What is expected:
In the records below, pick out all lines containing the word "space".

Study material:
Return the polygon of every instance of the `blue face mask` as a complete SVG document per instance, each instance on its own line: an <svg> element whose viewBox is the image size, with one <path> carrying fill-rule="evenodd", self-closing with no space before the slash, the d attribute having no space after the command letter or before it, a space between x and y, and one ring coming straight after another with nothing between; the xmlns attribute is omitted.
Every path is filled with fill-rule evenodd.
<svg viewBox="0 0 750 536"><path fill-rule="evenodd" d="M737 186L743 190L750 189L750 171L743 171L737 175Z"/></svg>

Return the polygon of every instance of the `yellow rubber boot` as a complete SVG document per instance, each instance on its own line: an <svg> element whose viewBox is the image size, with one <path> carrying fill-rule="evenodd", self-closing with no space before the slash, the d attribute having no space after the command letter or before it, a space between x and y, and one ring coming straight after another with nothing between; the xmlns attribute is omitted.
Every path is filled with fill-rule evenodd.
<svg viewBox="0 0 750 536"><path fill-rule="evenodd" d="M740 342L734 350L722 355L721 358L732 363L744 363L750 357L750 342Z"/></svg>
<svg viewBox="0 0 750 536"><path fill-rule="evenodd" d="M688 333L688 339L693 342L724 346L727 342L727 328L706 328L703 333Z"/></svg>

==

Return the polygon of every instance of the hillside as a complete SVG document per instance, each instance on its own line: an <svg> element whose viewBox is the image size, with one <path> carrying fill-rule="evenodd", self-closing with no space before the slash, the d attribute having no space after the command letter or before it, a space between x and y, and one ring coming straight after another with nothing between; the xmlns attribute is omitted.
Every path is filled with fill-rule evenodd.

The completed task:
Return the polygon of every instance of the `blue face mask` as a complete SVG document per instance, each instance on its own line: an <svg> element whose viewBox is the image size, with one <path> carrying fill-rule="evenodd", self-closing with no space before the slash, the d attribute having no space after the command letter or before it, a space between x and y, and one ring coming straight after another with nothing between; the xmlns attribute is omitted.
Return the polygon of every instance of the `yellow rubber boot` as a complete SVG document per instance, each instance on its own line: an <svg> element whose viewBox is the image size, with one <path> carrying fill-rule="evenodd", self-closing with no space before the slash, the d attribute having no space after the command letter or before it, a space between x and y, and one ring coming straight after another with nothing between; the xmlns attribute is omitted.
Return the polygon of every instance of the hillside as a complete SVG document per instance, each instance on its own line: an <svg> element whose viewBox is the image size, with one <path> carrying fill-rule="evenodd", self-closing with no space before the slash, the d attribute having no space after the command letter or before it, a space between x and y, and one ring coming straight after another with nothing between; the xmlns attribute is omitted.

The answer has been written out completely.